• **Work instructions**:
Extend the passage on court sanction of company schemes of arrangement, picking up after its final sentence and ignoring the entries.

It is trite to say that once the scheme gets sanctioned by
the Court it would bind even the dissenting minority
shareholders or creditors. Therefore, the fairness of the
scheme qua them also has to be kept in view by the
Company Court while putting its seal of approval on the
scheme concerned placed for its sanction. It is, of course,
true that so far as the Company Court is concerned as per
the statutory provisions of Sections 391 and 393 of the
Act the question of voidability of the scheme will have
to be judged subject to the rider that a scheme sanctioned
by majority will remain binding to a dissenting minority
of creditors or members, as the case may be, even though
they have not consented to such a scheme and to that
extent absence of their consent will have no effect on the
scheme. It can be postulated that even in case of such a
scheme of compromise and arrangement put up for
sanction of a Company Court it will have to be seen
whether the proposed scheme is lawful and just and fair
to the whole class of creditors or members including the
dissenting minority to whom it is offered for approval
and which has been approved by such class of persons
with requisite majority vote.”

 

In the case of Sakamari Steel & Alloys Ltd. reported in 51 Company
Cases page 266, the learned Single Judge of the Bombay High Court held
16
that Section 391(1) is not a sign-post but a check-post whereat it is a duty of
the Court to examine the genuineness and the bonafides of the Scheme for
itself.
A reading of the above judgment would, therefore, show that at the
stage of issuance of Summons for Directions to convene a meeting, though
the Company Judge has to apply its mind, prima facie, on the genuineness
of the Scheme, basically the entire exercise is to verify whether the
numerous conditions prescribed in Rule 69 are satisfied read with Form 33
and Form 34.

• **Excerpted records**:
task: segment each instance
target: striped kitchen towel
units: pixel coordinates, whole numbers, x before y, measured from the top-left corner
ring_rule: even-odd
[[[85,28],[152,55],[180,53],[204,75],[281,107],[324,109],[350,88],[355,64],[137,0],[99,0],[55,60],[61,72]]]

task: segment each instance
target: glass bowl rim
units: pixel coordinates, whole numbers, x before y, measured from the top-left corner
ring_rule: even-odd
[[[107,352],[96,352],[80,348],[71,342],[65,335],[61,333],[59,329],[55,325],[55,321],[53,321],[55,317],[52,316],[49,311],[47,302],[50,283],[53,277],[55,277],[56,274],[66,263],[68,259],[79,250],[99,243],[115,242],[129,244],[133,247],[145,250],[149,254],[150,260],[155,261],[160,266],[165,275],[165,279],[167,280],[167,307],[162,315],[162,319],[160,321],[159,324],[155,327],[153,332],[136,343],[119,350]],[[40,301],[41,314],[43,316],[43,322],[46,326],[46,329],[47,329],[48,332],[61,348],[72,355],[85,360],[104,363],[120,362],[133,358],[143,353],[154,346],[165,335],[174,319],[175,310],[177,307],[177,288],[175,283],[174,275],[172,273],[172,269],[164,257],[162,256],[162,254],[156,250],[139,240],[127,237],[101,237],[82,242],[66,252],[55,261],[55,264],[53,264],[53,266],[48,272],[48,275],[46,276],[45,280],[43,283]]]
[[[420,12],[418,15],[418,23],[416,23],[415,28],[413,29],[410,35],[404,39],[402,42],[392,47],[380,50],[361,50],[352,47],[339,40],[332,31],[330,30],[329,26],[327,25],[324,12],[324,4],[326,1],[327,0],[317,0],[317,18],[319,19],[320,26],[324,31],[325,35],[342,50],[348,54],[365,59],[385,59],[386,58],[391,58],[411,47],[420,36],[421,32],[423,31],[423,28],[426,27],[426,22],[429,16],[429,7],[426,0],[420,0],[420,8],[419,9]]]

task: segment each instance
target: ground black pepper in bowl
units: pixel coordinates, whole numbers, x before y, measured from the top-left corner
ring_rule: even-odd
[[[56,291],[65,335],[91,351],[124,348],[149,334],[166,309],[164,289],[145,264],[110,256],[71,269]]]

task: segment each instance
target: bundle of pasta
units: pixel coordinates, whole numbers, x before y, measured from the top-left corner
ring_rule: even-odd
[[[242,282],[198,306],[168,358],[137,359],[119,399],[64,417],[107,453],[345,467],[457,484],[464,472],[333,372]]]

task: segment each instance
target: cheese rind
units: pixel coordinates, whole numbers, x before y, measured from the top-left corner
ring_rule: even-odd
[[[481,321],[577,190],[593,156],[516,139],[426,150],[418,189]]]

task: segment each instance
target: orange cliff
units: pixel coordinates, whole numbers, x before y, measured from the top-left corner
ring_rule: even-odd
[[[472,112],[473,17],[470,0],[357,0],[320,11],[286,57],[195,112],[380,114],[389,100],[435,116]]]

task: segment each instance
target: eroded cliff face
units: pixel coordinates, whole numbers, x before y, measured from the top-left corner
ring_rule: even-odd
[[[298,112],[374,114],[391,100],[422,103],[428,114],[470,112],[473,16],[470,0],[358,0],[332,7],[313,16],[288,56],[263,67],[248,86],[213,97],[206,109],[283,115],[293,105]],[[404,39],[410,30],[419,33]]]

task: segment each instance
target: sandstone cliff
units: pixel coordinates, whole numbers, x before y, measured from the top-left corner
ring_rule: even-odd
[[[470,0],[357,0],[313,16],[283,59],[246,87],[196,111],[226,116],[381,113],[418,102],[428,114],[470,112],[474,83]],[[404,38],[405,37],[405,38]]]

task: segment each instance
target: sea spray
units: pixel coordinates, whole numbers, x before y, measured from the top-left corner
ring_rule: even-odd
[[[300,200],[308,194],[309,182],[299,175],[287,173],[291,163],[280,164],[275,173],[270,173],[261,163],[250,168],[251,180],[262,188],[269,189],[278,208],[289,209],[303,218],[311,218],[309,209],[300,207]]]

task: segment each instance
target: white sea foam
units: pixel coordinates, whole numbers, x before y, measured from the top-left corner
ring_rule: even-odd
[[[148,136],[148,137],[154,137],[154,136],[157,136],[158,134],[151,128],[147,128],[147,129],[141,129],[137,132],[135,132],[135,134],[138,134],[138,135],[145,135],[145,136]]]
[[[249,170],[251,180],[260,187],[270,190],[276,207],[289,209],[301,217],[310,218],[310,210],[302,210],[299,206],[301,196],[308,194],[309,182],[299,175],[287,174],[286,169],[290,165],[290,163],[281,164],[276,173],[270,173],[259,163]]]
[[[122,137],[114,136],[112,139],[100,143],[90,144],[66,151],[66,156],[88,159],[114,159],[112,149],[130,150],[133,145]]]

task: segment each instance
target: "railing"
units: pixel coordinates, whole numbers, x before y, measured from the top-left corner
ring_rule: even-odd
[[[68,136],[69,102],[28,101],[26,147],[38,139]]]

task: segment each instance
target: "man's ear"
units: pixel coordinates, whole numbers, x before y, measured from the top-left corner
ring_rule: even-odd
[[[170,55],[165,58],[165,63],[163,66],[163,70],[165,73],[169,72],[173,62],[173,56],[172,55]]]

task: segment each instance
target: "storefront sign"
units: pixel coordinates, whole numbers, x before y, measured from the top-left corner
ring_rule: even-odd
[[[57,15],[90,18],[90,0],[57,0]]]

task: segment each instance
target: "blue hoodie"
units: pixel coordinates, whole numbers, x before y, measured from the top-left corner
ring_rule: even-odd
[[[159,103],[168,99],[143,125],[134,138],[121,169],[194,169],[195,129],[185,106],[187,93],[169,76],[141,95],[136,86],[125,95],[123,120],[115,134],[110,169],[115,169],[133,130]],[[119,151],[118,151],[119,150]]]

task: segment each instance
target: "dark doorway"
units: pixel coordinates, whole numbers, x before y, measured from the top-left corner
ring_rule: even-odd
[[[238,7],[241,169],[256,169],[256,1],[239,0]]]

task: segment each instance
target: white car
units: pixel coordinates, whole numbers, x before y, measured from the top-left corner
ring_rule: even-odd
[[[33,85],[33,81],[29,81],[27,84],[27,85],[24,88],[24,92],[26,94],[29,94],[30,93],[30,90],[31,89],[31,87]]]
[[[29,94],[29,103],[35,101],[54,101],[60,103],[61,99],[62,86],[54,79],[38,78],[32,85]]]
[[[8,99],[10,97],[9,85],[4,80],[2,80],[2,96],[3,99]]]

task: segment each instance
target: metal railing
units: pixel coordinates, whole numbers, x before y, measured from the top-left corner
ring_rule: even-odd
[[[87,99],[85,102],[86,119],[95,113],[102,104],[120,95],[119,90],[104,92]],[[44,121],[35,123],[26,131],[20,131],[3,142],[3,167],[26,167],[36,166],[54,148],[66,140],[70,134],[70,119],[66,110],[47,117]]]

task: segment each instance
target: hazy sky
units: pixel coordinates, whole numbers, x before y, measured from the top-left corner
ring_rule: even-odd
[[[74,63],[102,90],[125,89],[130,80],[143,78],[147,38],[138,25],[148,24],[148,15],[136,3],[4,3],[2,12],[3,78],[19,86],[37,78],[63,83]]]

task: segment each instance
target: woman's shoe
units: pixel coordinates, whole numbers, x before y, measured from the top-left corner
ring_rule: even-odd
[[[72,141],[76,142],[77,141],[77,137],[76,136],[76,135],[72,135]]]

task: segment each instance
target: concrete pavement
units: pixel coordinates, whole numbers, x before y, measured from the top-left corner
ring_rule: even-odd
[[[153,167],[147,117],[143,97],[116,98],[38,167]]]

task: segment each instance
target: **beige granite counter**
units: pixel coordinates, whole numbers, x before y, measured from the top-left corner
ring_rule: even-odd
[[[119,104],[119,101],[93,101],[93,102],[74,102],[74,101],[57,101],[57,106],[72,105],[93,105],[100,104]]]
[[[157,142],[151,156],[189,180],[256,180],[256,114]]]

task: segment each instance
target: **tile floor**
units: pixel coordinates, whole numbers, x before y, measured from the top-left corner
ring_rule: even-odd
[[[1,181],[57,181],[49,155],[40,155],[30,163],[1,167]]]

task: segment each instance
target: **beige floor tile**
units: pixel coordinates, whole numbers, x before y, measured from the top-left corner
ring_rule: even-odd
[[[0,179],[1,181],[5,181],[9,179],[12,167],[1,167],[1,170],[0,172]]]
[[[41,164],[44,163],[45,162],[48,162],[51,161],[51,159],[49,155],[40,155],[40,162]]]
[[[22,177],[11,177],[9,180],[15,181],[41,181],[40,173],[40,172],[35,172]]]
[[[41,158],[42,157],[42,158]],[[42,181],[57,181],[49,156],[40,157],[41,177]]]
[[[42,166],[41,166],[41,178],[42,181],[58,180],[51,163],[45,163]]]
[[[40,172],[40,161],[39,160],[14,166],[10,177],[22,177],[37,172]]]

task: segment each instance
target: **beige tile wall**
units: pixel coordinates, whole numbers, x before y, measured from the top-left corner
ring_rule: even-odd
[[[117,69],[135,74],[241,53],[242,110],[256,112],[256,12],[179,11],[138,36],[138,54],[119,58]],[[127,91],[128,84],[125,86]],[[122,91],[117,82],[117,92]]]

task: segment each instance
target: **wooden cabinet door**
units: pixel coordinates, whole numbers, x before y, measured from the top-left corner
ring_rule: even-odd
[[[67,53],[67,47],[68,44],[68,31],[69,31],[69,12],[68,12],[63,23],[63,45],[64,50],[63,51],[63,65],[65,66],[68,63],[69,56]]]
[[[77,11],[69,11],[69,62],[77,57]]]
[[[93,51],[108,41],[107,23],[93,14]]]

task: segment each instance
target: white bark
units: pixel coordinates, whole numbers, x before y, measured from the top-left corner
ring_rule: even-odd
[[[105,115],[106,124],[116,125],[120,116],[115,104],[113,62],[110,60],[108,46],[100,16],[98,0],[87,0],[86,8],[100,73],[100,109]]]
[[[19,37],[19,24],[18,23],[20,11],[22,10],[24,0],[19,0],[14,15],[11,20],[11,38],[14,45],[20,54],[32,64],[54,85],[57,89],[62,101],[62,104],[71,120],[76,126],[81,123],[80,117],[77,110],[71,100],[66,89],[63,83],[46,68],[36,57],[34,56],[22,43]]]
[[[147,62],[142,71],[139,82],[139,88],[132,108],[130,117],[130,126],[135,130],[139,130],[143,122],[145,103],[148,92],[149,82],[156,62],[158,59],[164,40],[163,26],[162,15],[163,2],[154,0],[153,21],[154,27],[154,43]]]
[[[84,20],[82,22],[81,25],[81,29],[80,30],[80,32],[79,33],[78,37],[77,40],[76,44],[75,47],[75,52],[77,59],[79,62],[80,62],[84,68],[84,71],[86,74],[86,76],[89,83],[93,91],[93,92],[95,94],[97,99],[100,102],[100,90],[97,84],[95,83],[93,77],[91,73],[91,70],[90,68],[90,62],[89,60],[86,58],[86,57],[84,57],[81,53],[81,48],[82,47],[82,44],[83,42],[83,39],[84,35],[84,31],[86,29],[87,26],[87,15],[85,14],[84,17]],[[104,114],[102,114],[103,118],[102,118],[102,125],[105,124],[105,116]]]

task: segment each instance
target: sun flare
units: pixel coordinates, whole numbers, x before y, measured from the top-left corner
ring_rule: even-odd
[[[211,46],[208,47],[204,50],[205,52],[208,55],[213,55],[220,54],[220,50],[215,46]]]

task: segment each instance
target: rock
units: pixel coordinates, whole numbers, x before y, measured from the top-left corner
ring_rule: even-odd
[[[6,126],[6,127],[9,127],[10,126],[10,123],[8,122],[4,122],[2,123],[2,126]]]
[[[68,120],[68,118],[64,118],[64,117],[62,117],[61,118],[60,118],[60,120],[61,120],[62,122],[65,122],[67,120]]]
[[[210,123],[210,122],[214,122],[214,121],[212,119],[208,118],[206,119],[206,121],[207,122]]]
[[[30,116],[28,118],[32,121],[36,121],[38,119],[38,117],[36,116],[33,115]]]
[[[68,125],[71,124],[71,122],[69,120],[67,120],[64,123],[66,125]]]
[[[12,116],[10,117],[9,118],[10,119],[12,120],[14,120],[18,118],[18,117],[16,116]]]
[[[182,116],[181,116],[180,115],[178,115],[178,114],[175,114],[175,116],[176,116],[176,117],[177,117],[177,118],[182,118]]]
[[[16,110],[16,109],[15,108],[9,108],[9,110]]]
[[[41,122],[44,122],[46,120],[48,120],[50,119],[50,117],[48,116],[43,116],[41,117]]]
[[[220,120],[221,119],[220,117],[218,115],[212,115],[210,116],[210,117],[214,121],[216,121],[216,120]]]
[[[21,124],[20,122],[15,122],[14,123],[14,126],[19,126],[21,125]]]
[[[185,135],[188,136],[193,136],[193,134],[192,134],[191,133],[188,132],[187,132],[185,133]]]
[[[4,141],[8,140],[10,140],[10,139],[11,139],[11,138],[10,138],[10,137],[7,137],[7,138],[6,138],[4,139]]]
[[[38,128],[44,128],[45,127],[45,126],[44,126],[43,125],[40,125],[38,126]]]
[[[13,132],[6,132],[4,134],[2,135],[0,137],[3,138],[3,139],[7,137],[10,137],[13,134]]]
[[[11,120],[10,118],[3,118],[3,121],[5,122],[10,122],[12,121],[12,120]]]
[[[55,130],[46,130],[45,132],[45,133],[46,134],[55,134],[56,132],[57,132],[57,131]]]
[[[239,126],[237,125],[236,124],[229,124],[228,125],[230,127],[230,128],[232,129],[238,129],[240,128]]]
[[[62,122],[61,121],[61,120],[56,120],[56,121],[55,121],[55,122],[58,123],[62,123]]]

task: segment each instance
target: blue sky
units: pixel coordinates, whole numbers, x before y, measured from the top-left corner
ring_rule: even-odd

• **Output for this exercise**:
In the impugned judgment, reliance is placed on the earlier judgment
of the Allahabad High Court in the case of Hind Auto Indo Ltd. v. M/s
Premier Motors (P) Ltd. reported in AIR 1970 Allahabad 165. From a bare
reading of that judgment we find that the said case related to interpretation
of Section 394A of the Companies Act with which we are not concerned in
this case. Be that as it may, there are observations in the said judgment, with
respect, with which we do not agree, both on the interpretation of Rule 67
and 69 on one hand as also on the basis of the practical effect of the
interpretation given by the High Court in the present case. If at the threshold
stage of directions to convene a meeting hearing is required to be given to
the members as held in the impugned judgment the scheme of the
Companies (Court) Rules 1959 will become unworkable. For the above
reasons, with respect, we disagree with the view expressed by the Allahabad
High Court in the case of Hind Auto Indo Ltd. (supra) and we agree with
the judgment of the Bombay High Court in the case of Sakamari Steel &
Alloys Ltd. (supra).
17
For the aforestated reasons, we allow these civil appeals.
Consequently, the impugned judgment is set aside with no order as to costs.
………………………..J.
(S. H. KAPADIA)

 

………………………..J.
(AFTAB ALAM)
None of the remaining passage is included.